### DATA SUPPLIED

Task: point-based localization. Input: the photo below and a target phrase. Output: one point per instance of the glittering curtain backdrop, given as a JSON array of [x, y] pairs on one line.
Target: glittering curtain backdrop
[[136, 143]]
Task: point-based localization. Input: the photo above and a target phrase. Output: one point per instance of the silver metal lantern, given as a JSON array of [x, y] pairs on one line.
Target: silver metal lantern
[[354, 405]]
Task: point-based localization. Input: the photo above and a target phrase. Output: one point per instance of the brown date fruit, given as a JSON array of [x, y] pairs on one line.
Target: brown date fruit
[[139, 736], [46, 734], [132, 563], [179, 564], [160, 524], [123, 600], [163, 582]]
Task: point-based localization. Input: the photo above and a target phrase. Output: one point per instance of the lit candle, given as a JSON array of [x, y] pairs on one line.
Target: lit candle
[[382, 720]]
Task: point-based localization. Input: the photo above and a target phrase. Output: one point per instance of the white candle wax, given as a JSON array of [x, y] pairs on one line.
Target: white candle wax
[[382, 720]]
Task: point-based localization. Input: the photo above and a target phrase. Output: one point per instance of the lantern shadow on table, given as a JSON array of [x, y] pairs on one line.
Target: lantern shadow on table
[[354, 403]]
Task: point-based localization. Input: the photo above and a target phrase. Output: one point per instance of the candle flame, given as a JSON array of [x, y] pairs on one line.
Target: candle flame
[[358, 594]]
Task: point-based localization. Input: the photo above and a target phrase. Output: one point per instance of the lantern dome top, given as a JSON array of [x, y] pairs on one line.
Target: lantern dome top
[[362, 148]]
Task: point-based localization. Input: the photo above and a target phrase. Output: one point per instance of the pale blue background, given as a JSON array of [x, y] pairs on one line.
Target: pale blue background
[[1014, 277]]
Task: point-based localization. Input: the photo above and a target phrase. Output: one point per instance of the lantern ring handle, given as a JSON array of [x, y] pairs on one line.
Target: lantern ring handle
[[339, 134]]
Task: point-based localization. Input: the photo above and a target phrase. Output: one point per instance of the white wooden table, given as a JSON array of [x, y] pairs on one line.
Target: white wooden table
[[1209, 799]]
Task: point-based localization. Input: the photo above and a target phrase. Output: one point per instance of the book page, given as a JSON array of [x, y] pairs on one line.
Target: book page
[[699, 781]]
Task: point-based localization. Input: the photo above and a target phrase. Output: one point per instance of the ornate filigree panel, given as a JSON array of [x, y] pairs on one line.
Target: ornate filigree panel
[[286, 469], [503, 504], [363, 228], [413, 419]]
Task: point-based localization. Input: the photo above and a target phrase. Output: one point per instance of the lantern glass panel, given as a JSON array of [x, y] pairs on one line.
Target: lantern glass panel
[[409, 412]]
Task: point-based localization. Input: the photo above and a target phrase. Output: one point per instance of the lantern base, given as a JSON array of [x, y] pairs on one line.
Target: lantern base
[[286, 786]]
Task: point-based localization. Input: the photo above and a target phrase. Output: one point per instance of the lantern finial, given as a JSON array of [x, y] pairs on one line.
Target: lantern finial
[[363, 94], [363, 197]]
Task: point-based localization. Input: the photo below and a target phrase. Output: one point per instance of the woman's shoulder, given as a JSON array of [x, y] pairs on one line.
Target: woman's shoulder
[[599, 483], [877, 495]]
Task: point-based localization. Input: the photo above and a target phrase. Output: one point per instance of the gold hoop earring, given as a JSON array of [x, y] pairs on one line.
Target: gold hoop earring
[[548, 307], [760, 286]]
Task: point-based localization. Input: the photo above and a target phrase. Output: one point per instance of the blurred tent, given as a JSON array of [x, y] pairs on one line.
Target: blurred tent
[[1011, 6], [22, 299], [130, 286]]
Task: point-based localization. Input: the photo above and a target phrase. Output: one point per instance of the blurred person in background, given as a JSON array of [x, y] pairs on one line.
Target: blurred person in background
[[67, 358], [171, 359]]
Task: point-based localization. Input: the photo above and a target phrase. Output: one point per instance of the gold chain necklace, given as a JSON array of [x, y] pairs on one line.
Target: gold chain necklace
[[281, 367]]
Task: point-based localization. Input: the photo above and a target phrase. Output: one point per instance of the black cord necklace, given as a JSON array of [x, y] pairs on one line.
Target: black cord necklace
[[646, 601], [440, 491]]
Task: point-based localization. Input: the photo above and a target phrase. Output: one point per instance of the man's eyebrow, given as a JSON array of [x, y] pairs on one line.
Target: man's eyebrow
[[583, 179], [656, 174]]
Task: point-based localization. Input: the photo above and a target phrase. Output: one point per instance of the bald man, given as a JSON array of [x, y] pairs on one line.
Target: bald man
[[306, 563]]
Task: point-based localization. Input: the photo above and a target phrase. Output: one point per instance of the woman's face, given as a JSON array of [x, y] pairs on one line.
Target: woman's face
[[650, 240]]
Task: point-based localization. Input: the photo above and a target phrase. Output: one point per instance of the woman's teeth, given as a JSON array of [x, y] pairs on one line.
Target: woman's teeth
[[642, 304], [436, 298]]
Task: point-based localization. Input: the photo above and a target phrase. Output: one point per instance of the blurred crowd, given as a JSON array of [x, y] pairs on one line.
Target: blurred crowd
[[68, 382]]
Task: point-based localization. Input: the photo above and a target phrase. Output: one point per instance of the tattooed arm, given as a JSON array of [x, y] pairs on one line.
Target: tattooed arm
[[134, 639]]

### TASK INSTRUCTIONS
What's needed is every line of the listing, transcribed word for word.

### TASK RESULT
Task: point-based localization. Input: the photo below and a target phrase. Output: one point per instance of the glittering curtain backdrop, given as a JSON array of [x, y] pairs on one line.
Target: glittering curtain backdrop
[[136, 143]]
Task: point-based localization. Input: the photo above and a target phrase. Output: one point per instance of the silver metal lantern, given as a JSON array of [x, y] pairs on one line.
Target: silver metal lantern
[[354, 405]]
Task: point-based localization. Input: the photo above and a target phrase. Output: one point per instance of the brown date fruit, given as a JSON array of [x, y] pairs on one line.
Target: brown date fruit
[[139, 736], [46, 734], [132, 563], [179, 564], [160, 524], [123, 600], [163, 582]]
Task: point-based localization. Input: the photo above and a target phrase. Output: one point per instance of the lit candle, given as a JSON array of [x, y] pairs on one line.
Target: lit candle
[[382, 720]]
Task: point-based localization. Input: the photo above and a target phrase. Output: one point per instance of the white candle wax, given as a JSON array of [x, y] pairs on one line.
Target: white candle wax
[[382, 720]]
Task: point-based localization. Input: the photo above and a target phrase. Output: one point per instance of the lantern shadow on table, given as a JSON array of [x, y] pairs on one line.
Target: lantern shadow on table
[[354, 403]]
Task: point-based localization. Input: the photo above and a target phrase. Output: one point per instance of the candle flame, given as a JSON array of [x, y] pairs on one line.
Target: candle flame
[[358, 594]]
Task: point-based localization. Input: the photo above and a target phrase. Output: one point per instance of the lantern dome top, given as a JSON array of [x, y] pairs on one line.
Target: lantern dome top
[[362, 148]]
Task: point-based localization. Input: the photo above and a target phrase. Output: one point per instance of the pale blue background, given as a JSON array of [x, y] pairs on one line.
Target: pale blue background
[[1014, 277]]
Task: point-based localization. Input: the photo above and a target phrase. Output: one point per instance of the lantern ring handle, given as a JSON array of [x, y] pairs on one line.
Target: lantern ring handle
[[339, 134]]
Task: point-based localization. Input: the photo above and a target phrase. Output: one point per instance of the white wooden table, given as a JSON array of [x, y] pairs on one line.
Target: white wooden table
[[1209, 799]]
Task: point-based localization. Input: the photo above and a target phrase. Output: one point per instance of the book page, given as a JSON array of [x, y] pairs on one line.
Target: book page
[[699, 781]]
Task: point-based localization. Input: the photo above and a target phrase. Output: one point per instance of the ornate filigree panel, given as a JSON array of [x, y] pairs on one line.
Target: ornate filigree panel
[[286, 469], [503, 504], [363, 228], [413, 419]]
Task: point-based localization. Input: the photo above and a target phrase. Output: one point per instance of the lantern glass panel, given as a JSON array of [x, y] pairs on one line.
Target: lantern glass panel
[[409, 412]]
Task: point-based localization. Input: the photo above and a target phrase. Output: one point per instance of the lantern base, given as a JSON array of [x, y] pairs on one line.
Target: lantern base
[[286, 786]]
Task: point-based localization. Input: the photo above and a target phrase. Output: one point per instance of the lantern finial, given as a JSON array of [x, y] pairs on one line.
Target: lantern finial
[[363, 94], [363, 197]]
Task: point-based localization. Input: the photo below and a target phrase. Output: one point per instance of the woman's shoulder, given as a JSON array of [x, y] pairs on one line.
Target: woman's shoulder
[[599, 483], [877, 495]]
Task: point-based localization. Input: the photo above and a target phrase. Output: one point per instance of the gold hoop earring, given as a JSON array of [x, y] pairs on one line.
Target: gold hoop earring
[[548, 307], [760, 286]]
Task: point-based localization. Input: the photo above and a target phrase. Output: one point per instance of the blurred tent, given as a JSON array of [x, y] pairs on one line.
Target: blurred tent
[[1011, 6], [22, 299], [130, 286]]
Task: point-based localization. Input: the photo above and a target phrase. Output: one point per instance of the blurred person in background, given as a JSON array of [x, y] pairs on one line.
Target: blurred person in background
[[67, 358], [171, 359]]
Task: point-based localization. Input: the photo above and a target phrase. Output: one point per instance of the gold chain necklace, given as a JSON array of [x, y] pairs on one line.
Target: gold chain necklace
[[281, 367]]
Task: point-based localization. Input: the photo above and a target phrase. Output: one point per instance of the black cord necklace, given as a JSON array of [x, y] pairs on one line.
Target: black cord necklace
[[646, 601], [440, 491]]
Task: point-based localization. Input: the photo above and a target phrase. Output: one point per instance of the man's eyebrow, given as a JSON array of [x, y] pairs on one line.
Target: man's eyebrow
[[583, 179], [656, 174]]
Task: point-based localization. Input: the photo above and a target phrase. Output: one point per instance of the bald man, given as a JSON array of [x, y] pairs on one line.
Target: bald man
[[306, 563]]
Task: point-based localization. Input: the photo above and a target phrase. Output: one point per instance of the woman's face, given as a JSON array of [x, y] pairs on one line.
Target: woman's face
[[650, 240]]
Task: point-based localization. Input: the photo above and a target phrase. Output: one point per instance of the woman's teeth, given as a JSON array of [x, y] pairs on one line.
Target: woman's teeth
[[642, 304], [436, 298]]
Task: point-based localization. Input: the photo above and a target phrase. Output: one point per instance of the blurred crowd, given as a JSON array of [x, y] pairs on one line.
Target: blurred crowd
[[68, 382]]
Task: point-based localization. Input: the photo above and a target phrase. Output: one point per instance of the tattooed arm, given as a JSON array of [x, y] pairs on one line.
Target: tattooed arm
[[134, 639]]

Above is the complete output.